- [Instruction 1]: Copy the entries out word for word, starting at the first line of the first entry and stopping after the line that contains "[[84, 89, 142, 101]]", keeping both of those lines.

- [Provided text]:
Slow training process for resnet in lesson 1

hughsun · February 19, 2019, 4:19am

Hello guys, the platform I am using is AWS p2.xlarge with Ubuntu 16.0 Deep Learning AMI. It is fine with all the lines before the training step, but when I run the line:

learn.fit_one_cycle(4)

It took me 15 min just to finish the first epoch. (so about 1 hour to finish the whole training process).
Is this normal for the computational power I have for a p2.xlarge? Do I need to upgrade?

njgroene · July 4, 2019, 7:40am

Hi,

Did you every find a reason for this? I’m running into a similar issue: training is taking around 10 minutes / cycle (I’m on GCC)

Cheers
Nick

njgroene · July 8, 2019, 9:48am

Follow-up: definitely a GPU issue, in my case (running on Google Compute) NVIDIA drivers weren’t functioning correctly. Solved the issue by creating a new VM from scratch, which solved many issues for reasons that are still unclear to me (install was identical to previous one).

Oliv · August 16, 2019, 3:15am

hi
same issue here on AWS p2.xlarge taking 20 mins per epoch…
Were you able to resolve?

Regards,

UPDATE:
Following instructions here to downgrade Cuda from 10.0 to 9.0 does the trick!
SageMaker is very slow

njgroene · August 16, 2019, 3:33am

Hi! Yes (also see my previous follow up message). I was able to resolve it with a fresh install of the VM. The iterations were slow because the GPU wasn’t being used. Unfortunately I wasn’t able to find the root cause of this issue, but the fresh install resolved it. Worth a shot!

Oliv · August 16, 2019, 3:35am

hi thanks. This post sorted it for me.
SageMaker is very slow

- [Instruction 2]: List each distinct date on which a post appears in the forum thread.

- [Recorded data]:
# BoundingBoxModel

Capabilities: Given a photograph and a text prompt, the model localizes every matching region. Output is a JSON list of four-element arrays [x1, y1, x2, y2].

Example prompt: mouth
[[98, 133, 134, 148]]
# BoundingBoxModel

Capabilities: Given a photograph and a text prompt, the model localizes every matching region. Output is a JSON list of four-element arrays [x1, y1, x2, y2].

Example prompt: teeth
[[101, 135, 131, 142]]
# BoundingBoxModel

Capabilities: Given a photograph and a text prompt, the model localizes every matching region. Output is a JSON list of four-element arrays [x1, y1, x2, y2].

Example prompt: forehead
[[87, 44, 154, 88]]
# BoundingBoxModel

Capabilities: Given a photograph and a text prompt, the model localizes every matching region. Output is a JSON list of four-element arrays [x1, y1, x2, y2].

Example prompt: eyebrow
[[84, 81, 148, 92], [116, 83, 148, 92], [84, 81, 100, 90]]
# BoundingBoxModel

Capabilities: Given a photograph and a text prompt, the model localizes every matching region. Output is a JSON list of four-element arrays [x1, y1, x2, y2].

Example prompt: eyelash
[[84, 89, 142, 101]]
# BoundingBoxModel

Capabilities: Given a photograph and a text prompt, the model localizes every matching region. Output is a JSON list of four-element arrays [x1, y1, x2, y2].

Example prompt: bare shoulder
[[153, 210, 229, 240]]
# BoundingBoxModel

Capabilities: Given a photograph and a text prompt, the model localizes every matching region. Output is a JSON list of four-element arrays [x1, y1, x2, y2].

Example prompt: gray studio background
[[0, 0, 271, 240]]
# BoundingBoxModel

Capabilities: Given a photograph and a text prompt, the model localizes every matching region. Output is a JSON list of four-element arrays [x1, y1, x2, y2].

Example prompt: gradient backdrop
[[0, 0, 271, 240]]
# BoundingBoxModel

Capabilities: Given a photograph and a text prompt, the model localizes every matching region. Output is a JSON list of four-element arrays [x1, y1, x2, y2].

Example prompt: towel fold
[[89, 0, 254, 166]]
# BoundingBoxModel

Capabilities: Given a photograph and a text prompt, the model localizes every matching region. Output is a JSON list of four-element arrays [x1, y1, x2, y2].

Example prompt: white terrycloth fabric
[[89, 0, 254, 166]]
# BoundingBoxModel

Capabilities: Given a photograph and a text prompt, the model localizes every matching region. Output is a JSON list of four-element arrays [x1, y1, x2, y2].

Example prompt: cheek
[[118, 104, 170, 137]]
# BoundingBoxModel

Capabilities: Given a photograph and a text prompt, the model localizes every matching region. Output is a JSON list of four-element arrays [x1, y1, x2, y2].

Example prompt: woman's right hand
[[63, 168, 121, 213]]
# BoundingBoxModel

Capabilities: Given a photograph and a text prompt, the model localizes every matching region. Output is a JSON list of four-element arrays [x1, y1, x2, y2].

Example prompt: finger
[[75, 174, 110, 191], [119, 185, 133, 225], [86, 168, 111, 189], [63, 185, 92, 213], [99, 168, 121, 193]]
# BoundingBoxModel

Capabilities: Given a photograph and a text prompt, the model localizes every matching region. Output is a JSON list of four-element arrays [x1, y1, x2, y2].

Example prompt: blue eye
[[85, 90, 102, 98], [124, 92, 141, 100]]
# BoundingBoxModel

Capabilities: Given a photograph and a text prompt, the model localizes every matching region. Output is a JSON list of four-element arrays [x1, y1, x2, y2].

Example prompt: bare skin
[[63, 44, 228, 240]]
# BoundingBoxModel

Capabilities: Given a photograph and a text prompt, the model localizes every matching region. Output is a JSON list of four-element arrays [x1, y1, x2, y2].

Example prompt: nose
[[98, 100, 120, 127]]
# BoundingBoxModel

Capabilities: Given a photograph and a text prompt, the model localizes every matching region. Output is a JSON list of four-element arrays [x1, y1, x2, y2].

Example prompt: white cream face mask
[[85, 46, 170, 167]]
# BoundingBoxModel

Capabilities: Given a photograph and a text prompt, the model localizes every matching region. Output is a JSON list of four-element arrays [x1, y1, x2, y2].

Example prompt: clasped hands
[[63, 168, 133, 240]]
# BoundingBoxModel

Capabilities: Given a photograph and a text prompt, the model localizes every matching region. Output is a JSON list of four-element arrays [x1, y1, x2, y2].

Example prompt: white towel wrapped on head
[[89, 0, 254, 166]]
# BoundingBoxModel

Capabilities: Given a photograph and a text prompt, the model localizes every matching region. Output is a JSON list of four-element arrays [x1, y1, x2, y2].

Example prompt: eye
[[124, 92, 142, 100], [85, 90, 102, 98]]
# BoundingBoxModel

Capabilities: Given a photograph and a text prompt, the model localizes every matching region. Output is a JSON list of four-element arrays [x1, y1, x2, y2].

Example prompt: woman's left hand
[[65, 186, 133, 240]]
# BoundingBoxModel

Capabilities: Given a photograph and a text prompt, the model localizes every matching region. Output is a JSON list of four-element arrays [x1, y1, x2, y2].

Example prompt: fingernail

- [Correct response 1]:
# BoundingBoxModel

Capabilities: Given a photograph and a text prompt, the model localizes every matching region. Output is a JSON list of four-element arrays [x1, y1, x2, y2].

Example prompt: mouth
[[98, 133, 134, 148]]
# BoundingBoxModel

Capabilities: Given a photograph and a text prompt, the model localizes every matching region. Output is a JSON list of four-element arrays [x1, y1, x2, y2].

Example prompt: teeth
[[101, 135, 131, 142]]
# BoundingBoxModel

Capabilities: Given a photograph and a text prompt, the model localizes every matching region. Output is a JSON list of four-element arrays [x1, y1, x2, y2].

Example prompt: forehead
[[87, 44, 154, 88]]
# BoundingBoxModel

Capabilities: Given a photograph and a text prompt, the model localizes every matching region. Output is a JSON list of four-element arrays [x1, y1, x2, y2].

Example prompt: eyebrow
[[84, 81, 148, 92], [116, 83, 148, 92], [84, 81, 100, 90]]
# BoundingBoxModel

Capabilities: Given a photograph and a text prompt, the model localizes every matching region. Output is a JSON list of four-element arrays [x1, y1, x2, y2].

Example prompt: eyelash
[[84, 89, 142, 101]]

- [Correct response 2]:
February 19, 2019
July 4, 2019
July 8, 2019
August 16, 2019